====== Quoted passage

Just a memory

Pup Creek Falls, taken from the Clackamas River Trail, January 2019

My car winded down a highway that used to be surrounded by dense forest. Years of cool, damp asphalt was home to thick moss creeping along the shoulder. It looked like some road, long forgotten, leading to nowhere. Many Sundays were spent hunting for the perfect picnic spot, a hidden cove along the river where you could sit for hours, forgetting the stress that existed in town, watching leaves float down the crystal, clear Clackamas river while eagles and hawks soared above.

That was over 2 years ago.

On Saturday, the drive was new. I’m having trouble recalling when the last time we took this drive was. It was before Labor Day weekend 2020. That Monday is when the fires broke out and the mountain sides that used to guard the sanctity of this river were left bare in just a few days. Secrets don’t remain there anymore. No hidden coves, or dark hideaways waiting for quiet picnics and afternoons of reflection. It’s all laid out, exposed, its final story told long ago.

I hope that story will not be forgotten as it writes a new chapter.

============
====== Excerpted records

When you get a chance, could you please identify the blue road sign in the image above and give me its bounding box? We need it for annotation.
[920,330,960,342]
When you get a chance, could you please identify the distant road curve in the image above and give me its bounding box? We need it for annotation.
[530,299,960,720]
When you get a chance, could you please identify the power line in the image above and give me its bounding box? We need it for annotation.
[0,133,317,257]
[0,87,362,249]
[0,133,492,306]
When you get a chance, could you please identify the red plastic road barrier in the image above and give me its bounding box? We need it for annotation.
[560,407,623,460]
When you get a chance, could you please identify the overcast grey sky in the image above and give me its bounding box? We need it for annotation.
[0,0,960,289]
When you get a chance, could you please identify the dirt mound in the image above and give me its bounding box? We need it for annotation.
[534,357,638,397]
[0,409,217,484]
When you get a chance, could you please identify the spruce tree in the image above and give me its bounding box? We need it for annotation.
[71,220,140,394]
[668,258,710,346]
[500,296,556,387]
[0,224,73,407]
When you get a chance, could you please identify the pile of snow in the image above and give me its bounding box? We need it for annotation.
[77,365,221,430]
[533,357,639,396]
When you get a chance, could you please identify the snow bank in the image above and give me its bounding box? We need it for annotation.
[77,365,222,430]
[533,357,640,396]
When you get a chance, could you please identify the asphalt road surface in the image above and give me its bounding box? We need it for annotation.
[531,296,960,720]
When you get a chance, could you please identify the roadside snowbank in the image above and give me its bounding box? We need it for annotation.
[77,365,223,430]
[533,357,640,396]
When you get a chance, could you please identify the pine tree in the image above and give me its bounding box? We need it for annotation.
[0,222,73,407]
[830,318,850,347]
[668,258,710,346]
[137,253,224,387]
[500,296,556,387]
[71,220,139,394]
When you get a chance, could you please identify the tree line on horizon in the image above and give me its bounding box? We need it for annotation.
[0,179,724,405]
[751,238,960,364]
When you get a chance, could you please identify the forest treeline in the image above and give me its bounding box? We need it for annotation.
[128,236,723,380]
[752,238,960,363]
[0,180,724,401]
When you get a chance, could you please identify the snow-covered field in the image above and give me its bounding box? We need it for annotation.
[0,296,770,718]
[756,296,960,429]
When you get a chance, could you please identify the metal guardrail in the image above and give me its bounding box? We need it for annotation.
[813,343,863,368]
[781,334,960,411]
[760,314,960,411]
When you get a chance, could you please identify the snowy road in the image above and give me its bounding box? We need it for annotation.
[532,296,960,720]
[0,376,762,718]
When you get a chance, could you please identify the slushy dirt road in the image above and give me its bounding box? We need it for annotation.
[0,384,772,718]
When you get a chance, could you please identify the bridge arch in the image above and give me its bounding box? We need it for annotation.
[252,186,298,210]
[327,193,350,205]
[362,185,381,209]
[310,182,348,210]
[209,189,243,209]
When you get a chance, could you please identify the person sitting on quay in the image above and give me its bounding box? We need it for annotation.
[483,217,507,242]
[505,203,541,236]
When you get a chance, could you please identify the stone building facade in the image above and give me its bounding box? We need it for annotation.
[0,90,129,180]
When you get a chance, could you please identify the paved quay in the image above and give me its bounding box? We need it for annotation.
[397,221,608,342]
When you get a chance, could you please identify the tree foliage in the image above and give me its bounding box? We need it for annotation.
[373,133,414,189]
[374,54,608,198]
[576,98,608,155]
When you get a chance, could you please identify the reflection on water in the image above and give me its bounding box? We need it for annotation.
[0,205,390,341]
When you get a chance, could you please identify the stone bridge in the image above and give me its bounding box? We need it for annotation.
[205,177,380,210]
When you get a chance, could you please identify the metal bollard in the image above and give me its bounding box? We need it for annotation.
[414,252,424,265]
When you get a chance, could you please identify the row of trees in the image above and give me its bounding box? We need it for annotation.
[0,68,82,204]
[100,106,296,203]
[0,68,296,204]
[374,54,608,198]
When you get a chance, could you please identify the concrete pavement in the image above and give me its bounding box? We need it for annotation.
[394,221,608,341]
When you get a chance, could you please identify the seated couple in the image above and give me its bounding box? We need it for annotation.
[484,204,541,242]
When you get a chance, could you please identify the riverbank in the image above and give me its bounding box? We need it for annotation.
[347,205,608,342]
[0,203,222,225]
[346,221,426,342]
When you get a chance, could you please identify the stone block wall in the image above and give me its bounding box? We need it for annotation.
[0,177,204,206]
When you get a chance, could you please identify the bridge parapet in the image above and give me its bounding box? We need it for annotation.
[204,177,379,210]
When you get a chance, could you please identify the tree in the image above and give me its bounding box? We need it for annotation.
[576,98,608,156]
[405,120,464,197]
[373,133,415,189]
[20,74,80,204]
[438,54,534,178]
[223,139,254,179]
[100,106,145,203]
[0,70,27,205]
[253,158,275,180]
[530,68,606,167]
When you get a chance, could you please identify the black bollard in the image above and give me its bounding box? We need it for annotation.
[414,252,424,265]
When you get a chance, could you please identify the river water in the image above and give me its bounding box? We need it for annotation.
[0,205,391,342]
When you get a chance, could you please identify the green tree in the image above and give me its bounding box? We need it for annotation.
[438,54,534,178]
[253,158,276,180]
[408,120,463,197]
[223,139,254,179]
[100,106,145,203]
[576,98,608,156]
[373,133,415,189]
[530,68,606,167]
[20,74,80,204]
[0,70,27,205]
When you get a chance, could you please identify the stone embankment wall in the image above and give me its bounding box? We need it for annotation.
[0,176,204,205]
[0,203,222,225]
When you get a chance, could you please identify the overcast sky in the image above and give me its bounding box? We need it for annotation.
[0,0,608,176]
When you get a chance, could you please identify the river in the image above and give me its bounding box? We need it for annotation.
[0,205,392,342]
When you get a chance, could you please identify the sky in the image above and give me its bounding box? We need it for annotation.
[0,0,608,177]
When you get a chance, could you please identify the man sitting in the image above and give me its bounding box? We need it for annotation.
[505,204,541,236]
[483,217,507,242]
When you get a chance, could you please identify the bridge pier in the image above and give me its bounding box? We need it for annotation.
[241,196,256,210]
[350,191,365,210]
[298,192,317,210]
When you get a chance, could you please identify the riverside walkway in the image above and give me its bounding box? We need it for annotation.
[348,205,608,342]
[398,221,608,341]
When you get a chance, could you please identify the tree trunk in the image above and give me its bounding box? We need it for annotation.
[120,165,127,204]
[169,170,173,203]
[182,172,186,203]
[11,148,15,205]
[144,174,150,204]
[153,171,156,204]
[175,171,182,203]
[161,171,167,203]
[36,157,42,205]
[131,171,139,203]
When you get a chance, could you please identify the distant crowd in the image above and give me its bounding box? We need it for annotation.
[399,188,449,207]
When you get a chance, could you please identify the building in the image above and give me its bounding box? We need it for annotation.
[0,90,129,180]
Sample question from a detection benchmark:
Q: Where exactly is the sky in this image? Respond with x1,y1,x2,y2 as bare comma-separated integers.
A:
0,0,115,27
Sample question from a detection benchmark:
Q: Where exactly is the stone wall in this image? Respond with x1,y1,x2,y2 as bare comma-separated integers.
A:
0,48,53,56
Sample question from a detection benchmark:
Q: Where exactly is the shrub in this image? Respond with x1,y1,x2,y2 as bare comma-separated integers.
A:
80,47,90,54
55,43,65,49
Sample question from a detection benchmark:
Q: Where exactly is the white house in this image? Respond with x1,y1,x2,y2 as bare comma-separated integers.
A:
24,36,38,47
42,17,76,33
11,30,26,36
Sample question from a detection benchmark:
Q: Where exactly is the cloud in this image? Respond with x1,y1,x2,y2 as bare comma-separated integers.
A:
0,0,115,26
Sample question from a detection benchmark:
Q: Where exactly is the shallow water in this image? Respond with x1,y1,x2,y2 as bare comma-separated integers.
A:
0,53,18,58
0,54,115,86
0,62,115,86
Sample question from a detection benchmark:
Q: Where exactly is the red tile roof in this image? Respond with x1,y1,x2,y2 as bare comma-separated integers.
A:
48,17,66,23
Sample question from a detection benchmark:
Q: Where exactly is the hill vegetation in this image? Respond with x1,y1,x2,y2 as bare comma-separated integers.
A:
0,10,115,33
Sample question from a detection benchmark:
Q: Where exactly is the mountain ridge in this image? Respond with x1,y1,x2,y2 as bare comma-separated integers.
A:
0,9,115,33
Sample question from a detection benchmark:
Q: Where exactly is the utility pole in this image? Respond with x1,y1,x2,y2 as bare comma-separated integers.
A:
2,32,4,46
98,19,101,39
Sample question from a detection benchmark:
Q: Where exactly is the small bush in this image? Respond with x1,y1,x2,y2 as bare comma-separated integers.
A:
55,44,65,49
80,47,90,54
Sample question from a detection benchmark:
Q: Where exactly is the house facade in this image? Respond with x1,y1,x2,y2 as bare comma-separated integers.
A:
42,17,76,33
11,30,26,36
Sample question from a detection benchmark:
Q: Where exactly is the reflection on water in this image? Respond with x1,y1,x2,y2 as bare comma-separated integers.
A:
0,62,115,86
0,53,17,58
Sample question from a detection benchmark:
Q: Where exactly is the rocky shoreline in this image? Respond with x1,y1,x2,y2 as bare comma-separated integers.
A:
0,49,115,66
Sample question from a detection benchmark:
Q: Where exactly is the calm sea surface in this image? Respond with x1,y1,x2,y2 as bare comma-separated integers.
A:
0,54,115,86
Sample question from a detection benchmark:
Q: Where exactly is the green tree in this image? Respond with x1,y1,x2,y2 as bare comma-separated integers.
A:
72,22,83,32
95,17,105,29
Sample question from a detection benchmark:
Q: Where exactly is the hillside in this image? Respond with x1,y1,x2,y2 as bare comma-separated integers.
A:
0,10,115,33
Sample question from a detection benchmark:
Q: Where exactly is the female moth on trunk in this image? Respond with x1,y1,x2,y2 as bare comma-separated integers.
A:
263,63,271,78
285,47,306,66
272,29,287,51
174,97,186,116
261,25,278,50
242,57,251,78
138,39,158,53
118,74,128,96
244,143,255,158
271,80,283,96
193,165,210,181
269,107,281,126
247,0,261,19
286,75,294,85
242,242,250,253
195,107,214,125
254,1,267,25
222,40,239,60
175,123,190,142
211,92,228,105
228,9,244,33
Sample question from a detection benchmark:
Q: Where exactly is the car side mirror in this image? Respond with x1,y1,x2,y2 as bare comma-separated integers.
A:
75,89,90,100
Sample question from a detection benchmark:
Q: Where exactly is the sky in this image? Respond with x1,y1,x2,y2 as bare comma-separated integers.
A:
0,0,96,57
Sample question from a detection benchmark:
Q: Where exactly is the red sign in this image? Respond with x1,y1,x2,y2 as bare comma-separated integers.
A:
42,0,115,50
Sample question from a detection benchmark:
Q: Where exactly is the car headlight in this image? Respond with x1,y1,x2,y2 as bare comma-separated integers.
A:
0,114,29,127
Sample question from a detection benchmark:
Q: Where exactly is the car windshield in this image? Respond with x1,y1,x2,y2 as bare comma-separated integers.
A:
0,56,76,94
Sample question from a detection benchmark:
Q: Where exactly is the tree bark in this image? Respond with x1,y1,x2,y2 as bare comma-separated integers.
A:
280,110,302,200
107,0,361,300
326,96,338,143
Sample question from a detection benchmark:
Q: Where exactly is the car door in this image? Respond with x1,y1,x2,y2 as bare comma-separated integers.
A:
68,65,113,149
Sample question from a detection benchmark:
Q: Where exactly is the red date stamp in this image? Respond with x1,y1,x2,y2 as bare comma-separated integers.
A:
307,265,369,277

============

• To do:
[a] List every named place that appears in the piece about the drive along the Clackamas River.
[b] Write the next few sentences of the piece about the drive along the Clackamas River, picking up after its final line.

• Answer section:
[a]
Pup Creek Falls
Clackamas River Trail
Clackamas river

[b]
We avoided this drive as it was one of our favorites and I knew it would be heartbreaking to see. Unusual, however, it was less heartbreaking and more like I didn’t even take that drive 2 days ago. Like a virtual meeting you don’t really pay attention to, I’m having trouble recalling what we really saw. Bulldozers, piles of charred logs, fresh dirt, all of it masking what used to be there and I can’t, for the life of me, really remember any of it. Small, gravel parking lots were scattered along the river… were these the same lots we parked in to explore years ago… were these new lots put in for the work crews brought in to remove our beloved trees?

What a strange thing fire is. Unlike the storms of my youth, where foundations were left and intersections still there to remind you of landmarks, fire leaves behind a blank canvas, albeit charred, and what is left is quickly removed by work crews.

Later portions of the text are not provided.